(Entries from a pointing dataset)
(begin)

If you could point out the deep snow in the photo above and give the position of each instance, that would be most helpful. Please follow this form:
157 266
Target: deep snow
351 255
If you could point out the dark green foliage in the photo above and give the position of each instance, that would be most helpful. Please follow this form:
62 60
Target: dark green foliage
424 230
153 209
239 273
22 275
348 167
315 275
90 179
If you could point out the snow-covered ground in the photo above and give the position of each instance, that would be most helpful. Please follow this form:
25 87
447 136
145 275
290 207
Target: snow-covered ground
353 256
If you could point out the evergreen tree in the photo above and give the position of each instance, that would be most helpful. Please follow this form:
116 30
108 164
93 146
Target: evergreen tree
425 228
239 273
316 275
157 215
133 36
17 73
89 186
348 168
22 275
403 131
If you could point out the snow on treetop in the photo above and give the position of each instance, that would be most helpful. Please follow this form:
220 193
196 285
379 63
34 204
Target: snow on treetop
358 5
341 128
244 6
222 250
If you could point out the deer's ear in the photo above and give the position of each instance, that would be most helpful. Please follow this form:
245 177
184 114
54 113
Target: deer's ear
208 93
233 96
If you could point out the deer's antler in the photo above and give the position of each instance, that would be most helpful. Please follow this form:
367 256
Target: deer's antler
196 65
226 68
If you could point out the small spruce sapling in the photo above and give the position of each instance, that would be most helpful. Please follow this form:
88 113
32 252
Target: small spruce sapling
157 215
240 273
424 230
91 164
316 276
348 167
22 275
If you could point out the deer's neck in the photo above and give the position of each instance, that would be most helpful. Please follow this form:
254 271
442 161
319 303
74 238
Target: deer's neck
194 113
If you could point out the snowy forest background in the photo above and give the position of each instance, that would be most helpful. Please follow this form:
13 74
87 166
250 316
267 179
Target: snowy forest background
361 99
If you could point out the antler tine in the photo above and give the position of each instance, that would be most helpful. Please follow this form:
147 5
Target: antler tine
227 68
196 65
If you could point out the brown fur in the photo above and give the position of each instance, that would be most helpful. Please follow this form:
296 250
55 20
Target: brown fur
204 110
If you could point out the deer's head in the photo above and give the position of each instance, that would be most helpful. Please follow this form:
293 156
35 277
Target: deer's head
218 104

(end)

Exercise instructions = Please rewrite the listing, starting with the line containing "If you could point out the deer's head" and going on through the end of the listing, requests included. Rescale each answer coordinate by multiplying it by 1.8 and rounding to the nearest whole number, with halves rounded up.

Task output =
If you could point out the deer's head in the photo above and give the position of each instance, that would be most helpful. Please follow this form:
293 156
35 277
Target: deer's head
392 187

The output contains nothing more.